● **Work item**: Scan the records beneath this line for the line holding "line shown in this photo." and the line holding "shaped like [543,253].", then transcribe exactly those two and all lines between.

___ Record extracts

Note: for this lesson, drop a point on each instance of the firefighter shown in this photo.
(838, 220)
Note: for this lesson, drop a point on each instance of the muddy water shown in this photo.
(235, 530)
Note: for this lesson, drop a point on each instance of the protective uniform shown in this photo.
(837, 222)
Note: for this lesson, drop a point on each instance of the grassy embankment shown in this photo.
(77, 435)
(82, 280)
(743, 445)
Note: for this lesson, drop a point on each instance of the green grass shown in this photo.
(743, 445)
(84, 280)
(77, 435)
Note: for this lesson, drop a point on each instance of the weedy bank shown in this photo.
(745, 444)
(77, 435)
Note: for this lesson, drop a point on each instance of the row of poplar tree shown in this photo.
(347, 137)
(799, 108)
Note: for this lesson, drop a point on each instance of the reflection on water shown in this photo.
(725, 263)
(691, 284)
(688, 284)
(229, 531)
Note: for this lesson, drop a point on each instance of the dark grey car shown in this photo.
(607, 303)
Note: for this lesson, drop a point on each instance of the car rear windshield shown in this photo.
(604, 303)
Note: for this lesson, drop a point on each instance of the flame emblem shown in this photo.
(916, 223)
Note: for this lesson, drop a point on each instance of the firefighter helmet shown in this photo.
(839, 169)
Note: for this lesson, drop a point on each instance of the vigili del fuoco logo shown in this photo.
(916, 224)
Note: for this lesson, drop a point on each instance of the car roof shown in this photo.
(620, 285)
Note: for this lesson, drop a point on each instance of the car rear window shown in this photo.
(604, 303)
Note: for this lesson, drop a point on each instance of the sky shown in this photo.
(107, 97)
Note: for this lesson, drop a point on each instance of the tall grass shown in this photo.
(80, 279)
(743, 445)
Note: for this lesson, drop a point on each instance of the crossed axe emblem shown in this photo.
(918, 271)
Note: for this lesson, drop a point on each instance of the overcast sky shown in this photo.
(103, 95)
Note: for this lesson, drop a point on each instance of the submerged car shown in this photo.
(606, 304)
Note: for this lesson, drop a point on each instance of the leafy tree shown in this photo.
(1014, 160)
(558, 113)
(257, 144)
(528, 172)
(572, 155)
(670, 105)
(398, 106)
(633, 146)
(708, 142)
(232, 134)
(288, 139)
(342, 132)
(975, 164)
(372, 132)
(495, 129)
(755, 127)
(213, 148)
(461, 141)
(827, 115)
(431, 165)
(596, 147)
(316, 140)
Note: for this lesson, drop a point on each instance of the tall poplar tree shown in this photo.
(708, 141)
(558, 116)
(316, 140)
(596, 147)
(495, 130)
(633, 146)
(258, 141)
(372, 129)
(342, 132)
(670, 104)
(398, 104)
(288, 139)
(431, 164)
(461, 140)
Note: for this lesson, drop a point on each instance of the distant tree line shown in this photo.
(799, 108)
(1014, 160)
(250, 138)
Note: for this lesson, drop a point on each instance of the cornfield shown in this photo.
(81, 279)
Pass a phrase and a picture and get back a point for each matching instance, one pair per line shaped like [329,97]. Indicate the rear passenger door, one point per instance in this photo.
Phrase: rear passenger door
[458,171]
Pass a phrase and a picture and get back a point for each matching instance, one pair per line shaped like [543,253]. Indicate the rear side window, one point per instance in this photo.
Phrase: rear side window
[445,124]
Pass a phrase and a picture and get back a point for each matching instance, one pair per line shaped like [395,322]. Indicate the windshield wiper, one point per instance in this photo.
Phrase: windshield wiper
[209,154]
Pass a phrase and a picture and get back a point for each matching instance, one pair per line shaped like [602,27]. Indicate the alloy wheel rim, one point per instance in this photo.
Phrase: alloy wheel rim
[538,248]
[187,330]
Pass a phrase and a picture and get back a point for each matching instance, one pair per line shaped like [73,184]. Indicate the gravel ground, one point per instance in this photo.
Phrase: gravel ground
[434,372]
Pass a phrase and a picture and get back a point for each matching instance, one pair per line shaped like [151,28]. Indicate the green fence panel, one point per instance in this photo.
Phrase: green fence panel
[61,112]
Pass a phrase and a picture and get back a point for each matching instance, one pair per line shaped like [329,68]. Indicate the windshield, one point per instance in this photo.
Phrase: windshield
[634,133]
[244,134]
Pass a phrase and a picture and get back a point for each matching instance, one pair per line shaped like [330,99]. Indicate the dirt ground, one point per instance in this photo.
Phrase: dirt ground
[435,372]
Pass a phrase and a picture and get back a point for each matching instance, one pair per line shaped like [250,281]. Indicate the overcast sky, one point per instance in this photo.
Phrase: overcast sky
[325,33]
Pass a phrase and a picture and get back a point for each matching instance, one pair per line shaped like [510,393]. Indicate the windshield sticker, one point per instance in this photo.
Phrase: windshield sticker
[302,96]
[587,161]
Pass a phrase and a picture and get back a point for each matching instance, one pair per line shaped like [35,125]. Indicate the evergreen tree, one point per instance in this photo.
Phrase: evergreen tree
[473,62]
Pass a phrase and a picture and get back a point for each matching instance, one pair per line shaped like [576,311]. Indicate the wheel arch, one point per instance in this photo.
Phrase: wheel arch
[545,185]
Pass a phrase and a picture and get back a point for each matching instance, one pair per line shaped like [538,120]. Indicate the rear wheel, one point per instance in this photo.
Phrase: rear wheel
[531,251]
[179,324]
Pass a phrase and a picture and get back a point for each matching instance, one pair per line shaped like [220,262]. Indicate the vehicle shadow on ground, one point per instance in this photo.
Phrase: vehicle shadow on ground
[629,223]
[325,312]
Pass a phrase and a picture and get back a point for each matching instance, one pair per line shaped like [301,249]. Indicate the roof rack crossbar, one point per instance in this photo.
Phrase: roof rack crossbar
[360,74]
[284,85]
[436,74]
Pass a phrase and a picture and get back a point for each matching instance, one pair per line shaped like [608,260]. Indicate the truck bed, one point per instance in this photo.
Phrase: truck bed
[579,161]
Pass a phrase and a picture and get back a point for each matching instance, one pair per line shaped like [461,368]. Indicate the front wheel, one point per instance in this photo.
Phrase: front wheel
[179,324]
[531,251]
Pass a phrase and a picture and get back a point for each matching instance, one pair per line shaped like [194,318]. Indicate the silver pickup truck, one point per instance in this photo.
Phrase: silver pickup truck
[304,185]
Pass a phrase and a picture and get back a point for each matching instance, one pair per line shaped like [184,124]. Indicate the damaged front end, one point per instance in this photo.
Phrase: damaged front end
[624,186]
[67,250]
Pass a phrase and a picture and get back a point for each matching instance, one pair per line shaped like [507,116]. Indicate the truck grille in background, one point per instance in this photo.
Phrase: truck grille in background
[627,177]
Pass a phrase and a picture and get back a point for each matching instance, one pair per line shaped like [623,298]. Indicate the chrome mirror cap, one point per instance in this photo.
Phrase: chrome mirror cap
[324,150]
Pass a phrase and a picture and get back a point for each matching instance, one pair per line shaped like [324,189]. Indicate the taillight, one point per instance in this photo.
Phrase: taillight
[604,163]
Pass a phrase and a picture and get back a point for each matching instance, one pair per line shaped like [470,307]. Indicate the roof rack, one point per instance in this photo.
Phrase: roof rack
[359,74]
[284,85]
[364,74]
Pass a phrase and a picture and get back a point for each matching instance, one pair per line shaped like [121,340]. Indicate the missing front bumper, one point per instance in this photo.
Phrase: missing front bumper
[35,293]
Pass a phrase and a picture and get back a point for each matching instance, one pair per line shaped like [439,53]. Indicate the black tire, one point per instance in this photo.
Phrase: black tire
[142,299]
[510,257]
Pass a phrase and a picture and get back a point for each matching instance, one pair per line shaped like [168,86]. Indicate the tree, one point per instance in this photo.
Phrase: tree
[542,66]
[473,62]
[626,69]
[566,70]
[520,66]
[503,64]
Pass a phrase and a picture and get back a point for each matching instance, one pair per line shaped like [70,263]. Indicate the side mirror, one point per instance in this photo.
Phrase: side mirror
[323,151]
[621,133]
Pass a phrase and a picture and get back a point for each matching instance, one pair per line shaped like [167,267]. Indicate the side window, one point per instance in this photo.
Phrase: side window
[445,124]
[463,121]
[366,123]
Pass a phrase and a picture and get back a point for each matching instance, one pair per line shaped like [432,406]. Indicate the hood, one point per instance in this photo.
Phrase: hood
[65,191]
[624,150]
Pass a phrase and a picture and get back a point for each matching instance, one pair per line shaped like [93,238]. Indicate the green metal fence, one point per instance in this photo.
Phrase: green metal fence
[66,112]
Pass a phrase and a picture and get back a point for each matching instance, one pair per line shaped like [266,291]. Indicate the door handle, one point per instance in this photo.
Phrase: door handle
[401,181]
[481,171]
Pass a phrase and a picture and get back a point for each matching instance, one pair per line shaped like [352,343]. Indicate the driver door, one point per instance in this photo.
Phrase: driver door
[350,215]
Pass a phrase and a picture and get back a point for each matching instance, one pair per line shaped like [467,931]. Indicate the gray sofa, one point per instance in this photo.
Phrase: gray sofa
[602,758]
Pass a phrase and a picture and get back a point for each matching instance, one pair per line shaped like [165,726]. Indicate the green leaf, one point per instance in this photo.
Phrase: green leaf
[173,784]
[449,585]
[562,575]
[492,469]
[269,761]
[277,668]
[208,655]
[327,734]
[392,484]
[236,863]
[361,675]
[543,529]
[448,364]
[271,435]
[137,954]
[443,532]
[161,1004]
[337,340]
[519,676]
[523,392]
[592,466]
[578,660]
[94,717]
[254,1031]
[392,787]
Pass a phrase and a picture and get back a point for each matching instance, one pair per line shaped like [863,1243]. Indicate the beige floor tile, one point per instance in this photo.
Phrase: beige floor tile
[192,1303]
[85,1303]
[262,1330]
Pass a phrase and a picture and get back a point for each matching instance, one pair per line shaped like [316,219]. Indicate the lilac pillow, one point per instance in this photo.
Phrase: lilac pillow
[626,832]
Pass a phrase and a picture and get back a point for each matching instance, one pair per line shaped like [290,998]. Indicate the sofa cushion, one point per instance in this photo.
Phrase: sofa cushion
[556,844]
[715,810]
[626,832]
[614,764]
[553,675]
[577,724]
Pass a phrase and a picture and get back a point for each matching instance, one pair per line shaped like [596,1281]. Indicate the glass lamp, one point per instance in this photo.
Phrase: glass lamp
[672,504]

______

● **Solution**:
Note: for this lesson, drop a point on each instance of the distant tree line shown in this photo.
(799, 108)
(1014, 160)
(250, 138)
Note: for this lesson, drop a point on each instance of the cornfield shown in this photo.
(81, 279)
Pass a phrase and a picture and get back a point for each matching instance, one pair per line shaped like [329,97]. Indicate the rear passenger door, one point per instance in this photo.
Phrase: rear passenger door
[458,171]
Pass a phrase and a picture and get back a point for each matching instance, one pair per line shaped like [543,253]. Indicate the rear side window, one point per instance in this photo.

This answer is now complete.